◆ **Task to complete**
Copy the stretch from "The store got" through "of the town." from the text about selling Schwinn bikes at the hardware store.

◆ **Text section**
The store moved a lot of bikes. We usually had six to eight models sitting on the floor. More in the warehouse. Those on the floor sat right under the front windows of the north room of the store. High visibility for those walking past on the sidewalk.

When I was little, I'd grab a "Pixie" model, (one with training wheels), and race it up and down the aisles of the store. If the hardwood floors had been oiled, I could spin the rear wheel moving forward, or skid for a few feet if I locked the rear brake. No customers were harmed during these exercises.

Donald "Peachy" Foreman was dad's right hand man. He could fix anything, assemble anything, and even engineer things. He was the "bike man," no doubt. Kids needing their bikes fixed came looking for Peachy.

The bikes arrived in cardboard boxes. I can still smell the combination of metal and cardboard. I'd be anxious to see what Peachy and dad had ordered. What model, what color? Assembly generally meant attaching seats, handlebars, pedals, and a few more accessories. The five and ten speed models required a bit of "gear tweaking." and setting the alignment of the brake pads.

In the 1960's, "sissy bars" were popular. They were seat post extensions, rising three feet or so above the normal seat post. "Banana" seats, "Rams Horn" handlebars... Peachy gave some items his own stamp. He called handlebar tape, "ape tape." and toe clips for pedals, "rat traps."

Schwinn used to put out high quality catalogs. Lots of the bike photography was done at Knotts Berry Farm. There were descriptions, color options, and costs listed.

In the late 60's, 1969 I think, Schwinn hit a grand slam with the introduction of a model called the "Orange Krate." A slick rear wheel, small front wheel with a drum brake. A shifter on the center post. Banana seat. Made to look like a top fuel dragster. It was a revolutionary bike, listing for the huge sum at that time of $100.

The store got one. The bike was so exotic, so special, I was told up front, there'd be no "test riding" this one. It sold to a classmate of mine. He was the envy of the town.

Dad had a special deal with paper boys. The guys who delivered the Quincy and Jacksonville papers  could buy bikes on credit. Make payments just like people do with cars. They could put $5 down, and make payments of $1 a week. Dad wanted to sell bikes. He also wanted to teach kids responsibility.

The Schwinn and Pittsfield Hardware relationship went on for years. A win-win situation for both parties.

In the spring of 1972, the success of the Schwinn brand apparently gave the company a big head. They were huge, they were the best. They decided to change the rules of the game with whom they dealt with. Out of nowhere, with no warning, dad got a call from them, telling him that, in order to keep his Schwinn franchise, the store would have to meet at least two conditions. 1. Be able to sell something like 200 bikes a year. 2. Build a free standing, independent bike shop, separate from the hardware store.

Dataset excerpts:
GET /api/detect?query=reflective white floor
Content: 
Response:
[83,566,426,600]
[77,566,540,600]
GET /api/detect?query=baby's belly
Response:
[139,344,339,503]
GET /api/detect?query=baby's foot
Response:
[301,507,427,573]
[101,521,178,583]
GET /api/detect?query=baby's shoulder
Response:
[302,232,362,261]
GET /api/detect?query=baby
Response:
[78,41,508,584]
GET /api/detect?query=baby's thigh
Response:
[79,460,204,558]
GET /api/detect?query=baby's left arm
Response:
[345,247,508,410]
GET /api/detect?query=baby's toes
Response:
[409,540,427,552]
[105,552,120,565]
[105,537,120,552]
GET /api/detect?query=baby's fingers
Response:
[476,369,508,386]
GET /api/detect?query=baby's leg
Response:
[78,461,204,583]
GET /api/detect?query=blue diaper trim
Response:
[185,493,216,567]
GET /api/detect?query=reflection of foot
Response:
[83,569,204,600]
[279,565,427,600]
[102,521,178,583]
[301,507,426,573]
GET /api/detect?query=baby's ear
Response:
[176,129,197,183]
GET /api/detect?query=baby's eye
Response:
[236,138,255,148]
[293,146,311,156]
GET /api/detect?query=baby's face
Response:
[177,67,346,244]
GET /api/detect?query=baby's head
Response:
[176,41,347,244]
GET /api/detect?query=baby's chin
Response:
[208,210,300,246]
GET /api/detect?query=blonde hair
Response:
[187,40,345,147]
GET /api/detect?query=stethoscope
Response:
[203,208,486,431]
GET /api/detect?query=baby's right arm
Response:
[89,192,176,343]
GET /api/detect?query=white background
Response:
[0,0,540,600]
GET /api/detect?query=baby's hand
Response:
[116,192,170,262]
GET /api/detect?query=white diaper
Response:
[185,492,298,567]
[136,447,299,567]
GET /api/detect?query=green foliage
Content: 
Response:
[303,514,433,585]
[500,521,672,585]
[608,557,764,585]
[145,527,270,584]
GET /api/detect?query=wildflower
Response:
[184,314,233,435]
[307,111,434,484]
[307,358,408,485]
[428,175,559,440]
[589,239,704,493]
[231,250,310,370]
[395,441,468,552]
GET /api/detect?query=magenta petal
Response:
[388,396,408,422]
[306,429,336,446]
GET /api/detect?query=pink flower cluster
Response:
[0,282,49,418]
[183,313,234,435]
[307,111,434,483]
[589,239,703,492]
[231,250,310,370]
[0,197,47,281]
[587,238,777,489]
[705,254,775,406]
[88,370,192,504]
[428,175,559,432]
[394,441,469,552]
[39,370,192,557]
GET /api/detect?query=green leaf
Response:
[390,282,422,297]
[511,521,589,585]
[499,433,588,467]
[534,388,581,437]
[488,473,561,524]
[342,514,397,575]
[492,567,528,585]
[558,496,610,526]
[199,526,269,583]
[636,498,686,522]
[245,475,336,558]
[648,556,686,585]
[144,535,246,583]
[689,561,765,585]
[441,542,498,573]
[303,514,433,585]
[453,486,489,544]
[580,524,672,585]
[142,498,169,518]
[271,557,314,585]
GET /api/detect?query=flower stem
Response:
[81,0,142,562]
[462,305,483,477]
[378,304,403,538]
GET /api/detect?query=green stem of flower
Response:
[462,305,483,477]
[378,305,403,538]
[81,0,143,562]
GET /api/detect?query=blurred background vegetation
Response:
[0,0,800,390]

* * *

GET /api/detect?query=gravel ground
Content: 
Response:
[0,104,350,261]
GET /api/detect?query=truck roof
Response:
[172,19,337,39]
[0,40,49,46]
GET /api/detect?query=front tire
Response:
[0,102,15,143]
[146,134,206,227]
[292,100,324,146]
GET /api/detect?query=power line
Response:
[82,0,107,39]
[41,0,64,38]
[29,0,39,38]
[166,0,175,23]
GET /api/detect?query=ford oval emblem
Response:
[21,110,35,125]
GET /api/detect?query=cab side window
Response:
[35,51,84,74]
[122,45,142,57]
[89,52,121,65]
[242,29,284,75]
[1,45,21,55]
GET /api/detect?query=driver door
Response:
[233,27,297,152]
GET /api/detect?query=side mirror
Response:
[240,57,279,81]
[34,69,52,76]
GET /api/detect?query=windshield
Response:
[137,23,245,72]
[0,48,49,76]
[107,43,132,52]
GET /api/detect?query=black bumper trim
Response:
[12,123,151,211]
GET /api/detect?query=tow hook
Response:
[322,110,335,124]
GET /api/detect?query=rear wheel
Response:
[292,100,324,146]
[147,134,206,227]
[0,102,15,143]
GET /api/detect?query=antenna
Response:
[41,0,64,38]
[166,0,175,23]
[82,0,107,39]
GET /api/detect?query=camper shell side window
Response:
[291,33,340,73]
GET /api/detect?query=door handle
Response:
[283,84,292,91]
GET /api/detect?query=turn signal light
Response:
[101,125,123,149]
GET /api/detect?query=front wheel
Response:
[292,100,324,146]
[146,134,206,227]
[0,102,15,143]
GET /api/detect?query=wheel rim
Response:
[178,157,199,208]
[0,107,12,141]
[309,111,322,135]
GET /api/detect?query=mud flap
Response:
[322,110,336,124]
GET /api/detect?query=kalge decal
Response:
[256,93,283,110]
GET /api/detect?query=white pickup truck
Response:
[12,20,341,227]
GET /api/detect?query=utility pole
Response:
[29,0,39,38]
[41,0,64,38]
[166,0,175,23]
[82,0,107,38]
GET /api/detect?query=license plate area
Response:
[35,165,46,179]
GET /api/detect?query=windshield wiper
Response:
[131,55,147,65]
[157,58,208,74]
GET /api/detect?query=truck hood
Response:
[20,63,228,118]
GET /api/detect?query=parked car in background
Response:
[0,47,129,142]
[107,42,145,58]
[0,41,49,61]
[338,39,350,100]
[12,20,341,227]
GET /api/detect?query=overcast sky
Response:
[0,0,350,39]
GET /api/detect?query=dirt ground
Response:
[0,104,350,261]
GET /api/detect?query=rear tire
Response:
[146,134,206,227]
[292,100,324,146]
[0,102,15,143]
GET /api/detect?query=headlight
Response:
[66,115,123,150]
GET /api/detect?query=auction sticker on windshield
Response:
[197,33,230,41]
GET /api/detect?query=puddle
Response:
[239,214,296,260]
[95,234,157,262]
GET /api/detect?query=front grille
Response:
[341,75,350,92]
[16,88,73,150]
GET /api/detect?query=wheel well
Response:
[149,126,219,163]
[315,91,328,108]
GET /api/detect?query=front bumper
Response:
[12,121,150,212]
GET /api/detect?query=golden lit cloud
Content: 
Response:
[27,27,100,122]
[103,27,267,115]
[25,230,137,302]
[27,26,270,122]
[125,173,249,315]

◆ **Response**
The store got one. The bike was so exotic, so special, I was told up front, there'd be no "test riding" this one. It sold to a classmate of mine. He was the envy of the town.